AIM OF THE EXERCISE: Transcribe, without any change, everything in the records from the line containing "mark the region of every instance of the <item>green" down to the line containing "169], [40, 169]]]", including both of those lines.

==== DATA ====

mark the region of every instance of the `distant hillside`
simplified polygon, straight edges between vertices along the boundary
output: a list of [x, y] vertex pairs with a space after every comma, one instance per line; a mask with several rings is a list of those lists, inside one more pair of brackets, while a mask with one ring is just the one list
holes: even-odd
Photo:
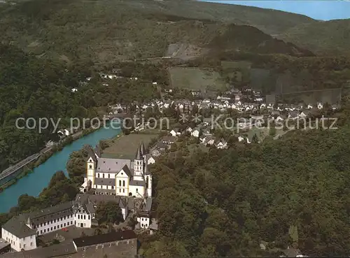
[[301, 24], [279, 37], [320, 55], [350, 56], [350, 19]]
[[[3, 10], [0, 33], [4, 43], [15, 44], [41, 57], [53, 56], [66, 61], [88, 58], [108, 62], [165, 55], [186, 57], [218, 49], [310, 55], [256, 28], [211, 20], [210, 13], [218, 15], [224, 10], [221, 6], [187, 1], [34, 0]], [[204, 12], [200, 17], [201, 9], [196, 7], [202, 6], [206, 6], [205, 10], [210, 13]], [[216, 6], [219, 13], [211, 9]], [[186, 17], [195, 9], [196, 17]], [[272, 10], [263, 10], [259, 18], [258, 8], [252, 8], [252, 13], [243, 6], [233, 6], [232, 10], [237, 13], [237, 17], [247, 17], [245, 23], [250, 20], [252, 23], [263, 20], [273, 23], [268, 17]], [[276, 13], [281, 15], [282, 13]], [[274, 18], [274, 24], [279, 24], [278, 17]], [[300, 19], [309, 20], [303, 16]], [[291, 20], [288, 18], [284, 27], [294, 26], [296, 22]], [[281, 21], [279, 27], [282, 24]]]

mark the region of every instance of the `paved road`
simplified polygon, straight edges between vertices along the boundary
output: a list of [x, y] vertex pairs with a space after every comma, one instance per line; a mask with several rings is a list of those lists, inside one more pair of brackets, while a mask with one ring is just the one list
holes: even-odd
[[20, 162], [17, 163], [16, 164], [11, 166], [9, 168], [7, 168], [0, 173], [0, 180], [10, 175], [13, 173], [16, 172], [18, 170], [22, 169], [23, 166], [29, 164], [30, 162], [38, 159], [40, 156], [48, 152], [50, 150], [51, 150], [51, 148], [52, 148], [51, 146], [46, 147], [45, 149], [41, 150], [39, 152], [34, 154], [29, 157], [27, 157], [24, 159], [22, 159]]

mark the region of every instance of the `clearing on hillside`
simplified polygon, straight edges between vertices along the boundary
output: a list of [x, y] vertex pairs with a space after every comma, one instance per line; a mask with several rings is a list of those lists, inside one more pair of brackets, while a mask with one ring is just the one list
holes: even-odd
[[174, 87], [200, 90], [224, 90], [226, 84], [220, 74], [212, 69], [189, 67], [169, 69], [170, 80]]
[[[104, 150], [102, 157], [110, 159], [134, 159], [139, 145], [143, 142], [146, 148], [157, 134], [130, 134], [119, 136], [108, 141], [109, 147]], [[114, 143], [113, 143], [114, 141]]]

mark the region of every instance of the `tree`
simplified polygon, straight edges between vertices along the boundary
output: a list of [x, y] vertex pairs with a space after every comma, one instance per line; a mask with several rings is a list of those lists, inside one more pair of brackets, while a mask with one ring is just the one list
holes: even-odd
[[258, 138], [258, 136], [256, 134], [254, 134], [253, 136], [253, 138], [251, 138], [251, 142], [253, 143], [259, 143], [259, 138]]
[[95, 236], [102, 234], [102, 231], [101, 230], [101, 229], [97, 228], [94, 231], [94, 235]]
[[276, 135], [276, 128], [274, 127], [271, 127], [270, 128], [269, 134], [270, 136], [274, 136]]
[[99, 224], [118, 224], [124, 221], [122, 210], [118, 203], [113, 201], [100, 203], [96, 210], [96, 218]]

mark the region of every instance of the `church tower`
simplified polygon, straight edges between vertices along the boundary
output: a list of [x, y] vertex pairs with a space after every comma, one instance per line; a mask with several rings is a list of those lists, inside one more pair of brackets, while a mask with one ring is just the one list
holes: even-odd
[[92, 187], [94, 185], [95, 169], [97, 165], [97, 159], [93, 152], [91, 152], [86, 161], [86, 178], [88, 182], [91, 181]]
[[152, 197], [152, 175], [146, 176], [146, 186], [147, 187], [147, 196]]
[[144, 157], [141, 152], [141, 145], [137, 148], [135, 159], [134, 160], [134, 180], [136, 181], [144, 180]]

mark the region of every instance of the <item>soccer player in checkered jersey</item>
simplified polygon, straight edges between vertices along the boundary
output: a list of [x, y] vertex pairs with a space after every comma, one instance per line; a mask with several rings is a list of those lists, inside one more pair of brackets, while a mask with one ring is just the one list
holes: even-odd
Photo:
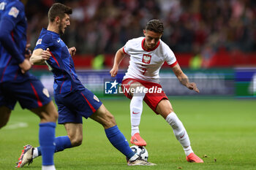
[[[129, 66], [124, 77], [122, 88], [125, 96], [131, 99], [130, 142], [138, 146], [146, 145], [139, 131], [144, 101], [156, 114], [162, 115], [170, 125], [176, 139], [184, 148], [187, 161], [203, 163], [203, 161], [193, 152], [186, 129], [174, 112], [165, 93], [162, 90], [162, 90], [161, 85], [158, 84], [159, 69], [166, 61], [182, 85], [199, 93], [196, 84], [190, 82], [181, 69], [173, 51], [161, 40], [163, 31], [163, 24], [159, 20], [148, 22], [143, 30], [145, 37], [132, 39], [119, 49], [116, 53], [113, 66], [110, 71], [111, 77], [116, 77], [121, 60], [126, 55], [129, 56]], [[144, 90], [146, 88], [148, 90], [151, 88], [157, 88], [157, 90], [154, 90], [156, 93], [150, 93]]]
[[[30, 61], [34, 64], [45, 64], [54, 75], [54, 98], [58, 107], [59, 124], [64, 124], [67, 136], [55, 139], [55, 152], [78, 147], [83, 140], [82, 117], [90, 117], [100, 123], [110, 143], [127, 159], [129, 166], [154, 166], [135, 154], [127, 140], [119, 131], [113, 115], [99, 98], [86, 88], [78, 80], [72, 58], [75, 47], [68, 48], [60, 35], [70, 25], [70, 7], [60, 3], [52, 5], [48, 12], [48, 26], [42, 28]], [[33, 147], [22, 165], [30, 163], [41, 155], [42, 147]]]
[[[26, 18], [18, 0], [0, 1], [0, 128], [8, 122], [18, 101], [40, 117], [39, 142], [42, 155], [42, 169], [56, 169], [53, 163], [56, 121], [58, 112], [49, 93], [29, 73], [31, 64], [25, 58]], [[31, 55], [28, 55], [28, 57]], [[25, 134], [24, 134], [25, 135]], [[25, 146], [16, 167], [29, 152]]]

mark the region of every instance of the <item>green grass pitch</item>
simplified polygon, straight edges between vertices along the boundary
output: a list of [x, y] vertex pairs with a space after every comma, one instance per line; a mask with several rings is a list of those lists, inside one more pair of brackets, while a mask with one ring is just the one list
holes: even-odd
[[[129, 141], [129, 101], [102, 101]], [[174, 98], [170, 101], [189, 134], [194, 152], [205, 157], [204, 163], [187, 162], [170, 126], [144, 104], [140, 134], [148, 143], [148, 161], [157, 166], [127, 166], [124, 156], [112, 147], [103, 128], [89, 119], [83, 122], [82, 145], [56, 153], [56, 169], [256, 169], [255, 100]], [[35, 115], [16, 107], [8, 125], [0, 130], [0, 169], [15, 169], [23, 145], [38, 146], [38, 123]], [[56, 134], [66, 135], [63, 125], [57, 125]], [[41, 158], [23, 169], [40, 169]]]

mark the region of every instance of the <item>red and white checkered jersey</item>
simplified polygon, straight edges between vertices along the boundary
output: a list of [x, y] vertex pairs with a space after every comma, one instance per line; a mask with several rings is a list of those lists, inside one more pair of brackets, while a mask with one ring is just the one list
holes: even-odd
[[145, 37], [129, 40], [123, 51], [130, 57], [129, 66], [124, 79], [139, 79], [145, 81], [159, 82], [159, 70], [166, 61], [170, 66], [177, 63], [176, 58], [170, 47], [161, 39], [157, 46], [146, 50], [143, 47]]

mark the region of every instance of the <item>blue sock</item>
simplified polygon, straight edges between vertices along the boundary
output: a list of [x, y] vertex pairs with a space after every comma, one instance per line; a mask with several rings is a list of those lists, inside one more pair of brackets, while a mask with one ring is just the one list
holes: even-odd
[[41, 146], [42, 164], [43, 166], [54, 165], [55, 146], [53, 142], [56, 123], [53, 122], [41, 123], [39, 125], [39, 143]]
[[129, 147], [127, 139], [125, 139], [123, 134], [119, 131], [117, 125], [105, 129], [105, 132], [112, 145], [126, 155], [128, 159], [131, 158], [135, 155]]
[[[56, 137], [54, 139], [55, 152], [62, 151], [64, 149], [72, 147], [71, 142], [67, 136]], [[41, 147], [37, 147], [38, 150], [38, 155], [41, 155]]]

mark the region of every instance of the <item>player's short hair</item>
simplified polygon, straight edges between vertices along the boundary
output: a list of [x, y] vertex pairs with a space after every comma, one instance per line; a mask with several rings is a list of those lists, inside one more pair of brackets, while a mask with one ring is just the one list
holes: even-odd
[[159, 20], [151, 20], [146, 25], [146, 30], [162, 34], [164, 32], [164, 24]]
[[65, 14], [71, 15], [72, 12], [72, 8], [61, 3], [55, 3], [48, 11], [48, 19], [50, 22], [53, 22], [56, 17], [62, 19]]

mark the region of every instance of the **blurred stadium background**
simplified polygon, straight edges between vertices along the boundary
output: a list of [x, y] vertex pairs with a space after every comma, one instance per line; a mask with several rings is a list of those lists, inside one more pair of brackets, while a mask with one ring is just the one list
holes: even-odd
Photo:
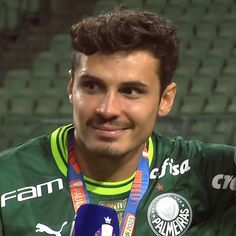
[[236, 145], [236, 0], [0, 0], [0, 150], [72, 121], [69, 28], [118, 3], [179, 28], [177, 99], [158, 131]]

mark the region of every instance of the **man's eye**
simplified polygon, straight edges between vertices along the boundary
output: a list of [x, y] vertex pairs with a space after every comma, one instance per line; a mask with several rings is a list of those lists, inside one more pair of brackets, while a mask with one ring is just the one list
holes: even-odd
[[98, 88], [98, 85], [92, 81], [86, 81], [82, 85], [88, 90], [96, 90]]

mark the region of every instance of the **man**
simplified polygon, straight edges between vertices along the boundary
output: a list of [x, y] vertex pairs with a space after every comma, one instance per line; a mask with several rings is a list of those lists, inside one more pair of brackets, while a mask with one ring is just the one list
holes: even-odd
[[88, 202], [115, 208], [121, 235], [235, 235], [235, 148], [153, 133], [175, 98], [176, 27], [121, 7], [71, 36], [73, 125], [1, 154], [2, 235], [69, 235]]

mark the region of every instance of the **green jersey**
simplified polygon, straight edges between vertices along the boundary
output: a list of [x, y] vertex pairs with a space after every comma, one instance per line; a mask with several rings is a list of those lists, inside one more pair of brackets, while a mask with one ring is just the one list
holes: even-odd
[[[70, 234], [75, 212], [67, 139], [73, 131], [63, 126], [0, 154], [0, 235]], [[236, 235], [234, 147], [155, 133], [146, 146], [150, 181], [135, 236]], [[133, 178], [111, 183], [84, 177], [90, 201], [116, 209], [120, 220]]]

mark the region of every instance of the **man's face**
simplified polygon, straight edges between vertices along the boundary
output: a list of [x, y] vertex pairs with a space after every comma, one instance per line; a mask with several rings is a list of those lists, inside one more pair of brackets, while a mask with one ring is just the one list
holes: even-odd
[[85, 154], [117, 157], [142, 148], [174, 99], [173, 84], [160, 96], [159, 70], [146, 51], [82, 55], [68, 93], [75, 140]]

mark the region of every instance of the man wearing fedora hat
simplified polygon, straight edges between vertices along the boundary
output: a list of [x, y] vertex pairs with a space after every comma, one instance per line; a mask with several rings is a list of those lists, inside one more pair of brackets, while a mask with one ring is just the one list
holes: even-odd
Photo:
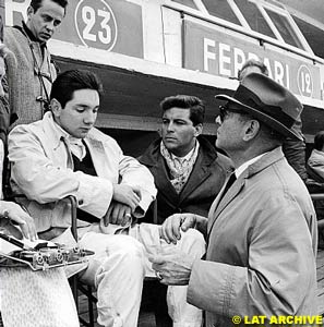
[[199, 229], [207, 240], [206, 255], [157, 255], [153, 267], [166, 284], [189, 284], [187, 300], [205, 311], [208, 327], [255, 316], [269, 325], [278, 316], [316, 315], [316, 217], [281, 152], [285, 137], [300, 138], [291, 126], [302, 105], [257, 73], [244, 77], [233, 97], [216, 98], [227, 101], [216, 120], [216, 145], [236, 170], [208, 219], [177, 214], [161, 229], [167, 242], [178, 241], [190, 227]]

====

FINISHED EXERCISE:
mark the region of every instance of the <item>green grass pitch</item>
simplified polygon, straight edges between vertices along the boundary
output: a list of [x, y] vertex pairs with a space after every comma, one instance per line; a mask with several rings is a list of those lists, inside one more pair of brackets, while a mask with one ring is just the one list
holes: even-odd
[[[129, 141], [129, 101], [102, 101]], [[174, 98], [170, 101], [189, 134], [194, 152], [205, 157], [204, 163], [187, 162], [170, 126], [144, 104], [140, 134], [148, 143], [148, 161], [157, 166], [127, 166], [124, 156], [112, 147], [103, 128], [89, 119], [83, 122], [82, 145], [56, 153], [56, 169], [256, 169], [255, 100]], [[35, 115], [16, 107], [8, 125], [0, 130], [0, 169], [15, 169], [23, 145], [38, 146], [38, 123]], [[56, 134], [66, 135], [63, 125], [57, 125]], [[41, 158], [23, 169], [40, 169]]]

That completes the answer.